Region pointing data:
::::

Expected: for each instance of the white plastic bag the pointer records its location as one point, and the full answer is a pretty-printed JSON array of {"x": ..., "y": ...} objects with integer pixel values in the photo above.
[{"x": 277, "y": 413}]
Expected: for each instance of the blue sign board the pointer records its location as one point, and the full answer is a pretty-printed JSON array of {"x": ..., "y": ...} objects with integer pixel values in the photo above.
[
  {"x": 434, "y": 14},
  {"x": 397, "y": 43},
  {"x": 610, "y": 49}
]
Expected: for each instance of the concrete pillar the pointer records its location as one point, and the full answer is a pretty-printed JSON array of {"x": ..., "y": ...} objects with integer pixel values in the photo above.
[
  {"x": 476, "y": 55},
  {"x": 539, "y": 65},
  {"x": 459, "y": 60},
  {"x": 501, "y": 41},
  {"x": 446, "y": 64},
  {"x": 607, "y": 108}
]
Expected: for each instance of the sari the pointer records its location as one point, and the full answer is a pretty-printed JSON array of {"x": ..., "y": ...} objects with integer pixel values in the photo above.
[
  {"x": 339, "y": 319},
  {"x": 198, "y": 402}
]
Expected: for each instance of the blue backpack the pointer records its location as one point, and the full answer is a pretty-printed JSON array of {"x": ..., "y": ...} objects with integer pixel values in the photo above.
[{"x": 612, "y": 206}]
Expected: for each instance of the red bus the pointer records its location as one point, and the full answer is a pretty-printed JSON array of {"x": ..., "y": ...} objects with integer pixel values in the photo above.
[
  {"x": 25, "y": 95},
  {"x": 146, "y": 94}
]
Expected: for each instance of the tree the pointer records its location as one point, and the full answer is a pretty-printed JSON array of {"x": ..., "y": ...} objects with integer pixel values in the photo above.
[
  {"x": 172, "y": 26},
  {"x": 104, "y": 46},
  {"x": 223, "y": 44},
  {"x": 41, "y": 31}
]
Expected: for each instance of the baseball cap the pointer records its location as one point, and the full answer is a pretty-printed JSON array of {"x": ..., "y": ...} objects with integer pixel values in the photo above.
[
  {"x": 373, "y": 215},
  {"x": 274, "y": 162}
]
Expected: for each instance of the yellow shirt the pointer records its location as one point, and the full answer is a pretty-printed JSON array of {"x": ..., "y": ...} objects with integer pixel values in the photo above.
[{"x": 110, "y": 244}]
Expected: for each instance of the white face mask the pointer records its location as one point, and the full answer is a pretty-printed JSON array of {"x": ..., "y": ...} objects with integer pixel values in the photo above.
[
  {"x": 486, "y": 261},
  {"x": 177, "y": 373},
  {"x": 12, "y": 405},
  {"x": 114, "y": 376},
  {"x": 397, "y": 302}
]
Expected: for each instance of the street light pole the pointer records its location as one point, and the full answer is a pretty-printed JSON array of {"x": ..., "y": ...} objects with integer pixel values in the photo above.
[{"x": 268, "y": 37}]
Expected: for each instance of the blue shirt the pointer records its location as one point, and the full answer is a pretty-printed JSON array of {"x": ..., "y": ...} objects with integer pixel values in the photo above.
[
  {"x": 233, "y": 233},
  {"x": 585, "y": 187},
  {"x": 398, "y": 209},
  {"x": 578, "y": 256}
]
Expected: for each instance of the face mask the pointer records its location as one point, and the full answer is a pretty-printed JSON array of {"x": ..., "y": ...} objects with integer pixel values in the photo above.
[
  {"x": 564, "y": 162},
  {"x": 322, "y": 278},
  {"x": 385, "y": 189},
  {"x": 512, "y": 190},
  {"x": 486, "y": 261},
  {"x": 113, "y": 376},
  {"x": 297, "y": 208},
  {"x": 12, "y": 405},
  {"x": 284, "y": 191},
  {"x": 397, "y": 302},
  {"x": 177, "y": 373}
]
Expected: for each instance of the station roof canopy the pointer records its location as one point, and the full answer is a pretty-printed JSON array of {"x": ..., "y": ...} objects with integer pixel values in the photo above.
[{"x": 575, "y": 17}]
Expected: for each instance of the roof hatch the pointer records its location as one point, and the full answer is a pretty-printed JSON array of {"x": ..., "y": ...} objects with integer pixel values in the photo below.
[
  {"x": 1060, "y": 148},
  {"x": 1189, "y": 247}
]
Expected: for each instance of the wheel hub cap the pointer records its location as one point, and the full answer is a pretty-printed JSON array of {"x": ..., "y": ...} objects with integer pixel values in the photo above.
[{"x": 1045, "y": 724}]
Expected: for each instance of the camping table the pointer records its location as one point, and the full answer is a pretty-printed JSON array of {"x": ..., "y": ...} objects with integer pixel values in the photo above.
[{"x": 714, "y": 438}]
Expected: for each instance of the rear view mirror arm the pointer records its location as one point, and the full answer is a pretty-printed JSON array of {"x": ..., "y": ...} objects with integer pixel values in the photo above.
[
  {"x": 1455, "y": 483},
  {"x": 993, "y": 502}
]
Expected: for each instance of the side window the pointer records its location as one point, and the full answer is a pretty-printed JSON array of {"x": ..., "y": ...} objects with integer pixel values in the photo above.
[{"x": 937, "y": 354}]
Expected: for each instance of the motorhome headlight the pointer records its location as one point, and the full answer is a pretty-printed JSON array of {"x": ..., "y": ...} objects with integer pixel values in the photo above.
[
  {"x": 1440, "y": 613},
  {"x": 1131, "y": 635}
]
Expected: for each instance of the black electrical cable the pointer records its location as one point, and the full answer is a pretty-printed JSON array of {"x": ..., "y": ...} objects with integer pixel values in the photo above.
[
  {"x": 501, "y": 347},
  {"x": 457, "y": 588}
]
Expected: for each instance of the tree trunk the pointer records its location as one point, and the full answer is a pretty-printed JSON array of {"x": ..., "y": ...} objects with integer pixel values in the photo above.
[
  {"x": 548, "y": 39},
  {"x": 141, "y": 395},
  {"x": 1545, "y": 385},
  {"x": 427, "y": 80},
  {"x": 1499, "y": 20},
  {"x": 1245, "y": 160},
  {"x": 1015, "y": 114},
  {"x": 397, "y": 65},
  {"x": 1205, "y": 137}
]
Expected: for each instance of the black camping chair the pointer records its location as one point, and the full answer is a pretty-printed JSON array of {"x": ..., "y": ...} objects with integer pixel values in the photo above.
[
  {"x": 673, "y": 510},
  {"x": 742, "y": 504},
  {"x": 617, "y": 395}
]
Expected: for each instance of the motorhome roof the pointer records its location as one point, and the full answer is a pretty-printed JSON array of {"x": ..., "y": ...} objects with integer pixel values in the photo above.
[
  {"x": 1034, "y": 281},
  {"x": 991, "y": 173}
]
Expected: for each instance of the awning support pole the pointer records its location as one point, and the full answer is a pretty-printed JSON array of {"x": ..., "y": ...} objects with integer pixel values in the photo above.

::::

#### Description of the task:
Copy each line of the entries exactly.

#### Task answer:
Expected: for each instance of the white plastic bag the pointer records its location as one point, and the full answer is a pretty-printed JSON array of {"x": ..., "y": ...} objects with integer pixel values in the photo above.
[{"x": 277, "y": 413}]
Expected: for each instance of the blue sign board the pointer records its location as one point, and the full answer is a pretty-printed JSON array of {"x": ..., "y": ...} objects with integer pixel values in the photo above.
[
  {"x": 434, "y": 14},
  {"x": 397, "y": 43},
  {"x": 610, "y": 49}
]
Expected: for each instance of the concrete pillar the pointer records its location as one point, and the full answer is a pretty-printed JSON array of {"x": ..., "y": ...} objects with integer pixel values in the photo above.
[
  {"x": 476, "y": 55},
  {"x": 539, "y": 65},
  {"x": 459, "y": 60},
  {"x": 501, "y": 41},
  {"x": 446, "y": 64},
  {"x": 607, "y": 108}
]
Expected: for each instance of the sari the pointer records its location as one point, and the full answer is a pretty-printed JSON array of {"x": ..., "y": ...} objects with integer pixel values in the photo above.
[
  {"x": 339, "y": 319},
  {"x": 198, "y": 402}
]
Expected: for each instance of the blue backpack the pointer records its location as one point, and the full answer is a pretty-printed JSON array of {"x": ..., "y": ...} objects with integer pixel values in the photo above.
[{"x": 612, "y": 206}]
Expected: for each instance of the red bus the pointer records its location as one point, and the full answer is a pretty-printed JSON array of {"x": ..., "y": ...} objects with integer pixel values in the photo above.
[
  {"x": 25, "y": 95},
  {"x": 146, "y": 94}
]
Expected: for each instance of the tree the pointer records its location as one point, and the full answer is a pretty-printed JSON array of {"x": ..., "y": ...} objects with integer pixel values in the photo above.
[
  {"x": 172, "y": 26},
  {"x": 104, "y": 46},
  {"x": 223, "y": 44},
  {"x": 41, "y": 31}
]
Expected: for each instance of the baseball cap the pointer records its location as one point, and the full answer is a pretty-printed JSON array of {"x": ..., "y": ...} objects with integer pixel values in the photo above.
[
  {"x": 373, "y": 215},
  {"x": 274, "y": 162}
]
Expected: for each instance of the yellow shirt the pointer records its location as one point, and the full answer is a pretty-printed JSON array of {"x": ..., "y": ...} objects with integer pixel values in the photo above.
[{"x": 110, "y": 244}]
Expected: for each instance of the white face mask the pointer records its location as one point, and the full answer is a pretty-printed JSON array of {"x": ..., "y": ...} objects with integer pixel values in the photo above.
[
  {"x": 486, "y": 261},
  {"x": 177, "y": 373},
  {"x": 12, "y": 405},
  {"x": 114, "y": 376},
  {"x": 397, "y": 302}
]
Expected: for each instance of the street light pole the pointer records its location as one point, and the full answer is a pretty-printed JSON array of {"x": ..., "y": ...} objects with integer pixel values in the photo above.
[{"x": 268, "y": 37}]
Expected: for each instance of the blue shirt the pointer records its location as one point, and the full answer is a pretty-printed JSON array of {"x": ..., "y": ...} objects with integer pixel values in the photo above.
[
  {"x": 233, "y": 233},
  {"x": 585, "y": 187},
  {"x": 398, "y": 209},
  {"x": 578, "y": 256}
]
Expected: for each instance of the face mask the pointer records its location as one point, and the full answer is a pretty-printed JSON array of {"x": ..., "y": ...} objects with integer pixel values in the photo above.
[
  {"x": 564, "y": 162},
  {"x": 322, "y": 278},
  {"x": 385, "y": 189},
  {"x": 512, "y": 190},
  {"x": 486, "y": 261},
  {"x": 113, "y": 376},
  {"x": 297, "y": 208},
  {"x": 12, "y": 405},
  {"x": 284, "y": 191},
  {"x": 397, "y": 302},
  {"x": 177, "y": 373}
]
Expected: for each instance of the station roof canopy the pointer records its location as one point, and the full answer is a pretty-printed JSON array of {"x": ..., "y": ...} objects with integer pixel values in the photo above.
[{"x": 575, "y": 17}]
Expected: for each instance of the roof hatch the pointer records its location as one point, and the full answer is a pretty-printed JSON array of {"x": ..., "y": ...} objects with integer pixel values in the photo below.
[
  {"x": 1060, "y": 148},
  {"x": 1189, "y": 247}
]
Expected: for each instance of the wheel hub cap the pointer records its location as one point, and the full answer is a pretty-printed JSON array of {"x": ..., "y": ...} objects with integer pixel values in the photo above.
[{"x": 1045, "y": 724}]
Expected: for each instance of the camping table the pointer records its location as one point, and the full answer is a pretty-printed JSON array of {"x": ..., "y": ...} objects with integer pixel values in the photo above.
[{"x": 714, "y": 438}]
Expected: for each instance of the rear view mirror arm the pointer records its location as one point, and the full answer is a pretty-printed JSON array of {"x": ..., "y": ...} objects with integer pixel values in the photo above.
[
  {"x": 1455, "y": 483},
  {"x": 993, "y": 502}
]
Expected: for each instance of the side window the pointer records its location as one point, and the full answer is a pretty-printed JSON array of {"x": ..., "y": ...} objects with integer pixel values in the photo above.
[{"x": 937, "y": 354}]
Expected: for each instance of the motorhome headlight the pointer records its location as one point, and the full answer is a pretty-printed JSON array of {"x": ..., "y": ...} objects with integer pixel values in the photo above.
[
  {"x": 1440, "y": 613},
  {"x": 1131, "y": 635}
]
Expected: for each instance of the black electrical cable the pointer records its location as one point, and the full answer is a pretty-printed JSON array of {"x": ..., "y": ...} objects with integer pixel values in the photo above.
[
  {"x": 501, "y": 347},
  {"x": 457, "y": 588}
]
Expected: for each instance of the tree trunk the pointer records its location as one point, and the full answer is a pretty-printed JSON array of {"x": ..., "y": ...} objects with integer pixel values in the photo above.
[
  {"x": 548, "y": 39},
  {"x": 141, "y": 395},
  {"x": 1545, "y": 385},
  {"x": 427, "y": 80},
  {"x": 1499, "y": 20},
  {"x": 1245, "y": 160},
  {"x": 1015, "y": 114},
  {"x": 397, "y": 65},
  {"x": 1205, "y": 137}
]
Expected: for each instance of the black camping chair the pointer records its location as one point, and the full answer is a pretty-printed JSON array of {"x": ..., "y": ...} objects with integer pixel values in the photo above.
[
  {"x": 673, "y": 510},
  {"x": 742, "y": 504},
  {"x": 617, "y": 395}
]
Expected: for each instance of the motorhome roof the pointer records its location as one point, and the full answer is a pretty-printed JSON array of {"x": ..., "y": ...} objects with integer pixel values in the photo above.
[
  {"x": 1034, "y": 281},
  {"x": 991, "y": 173}
]
Expected: for each instance of the awning support pole the pointer records its location as one point, and the full answer is a pretty-printed JSON array of {"x": ..., "y": ...} objects with integer pixel values in the photo above.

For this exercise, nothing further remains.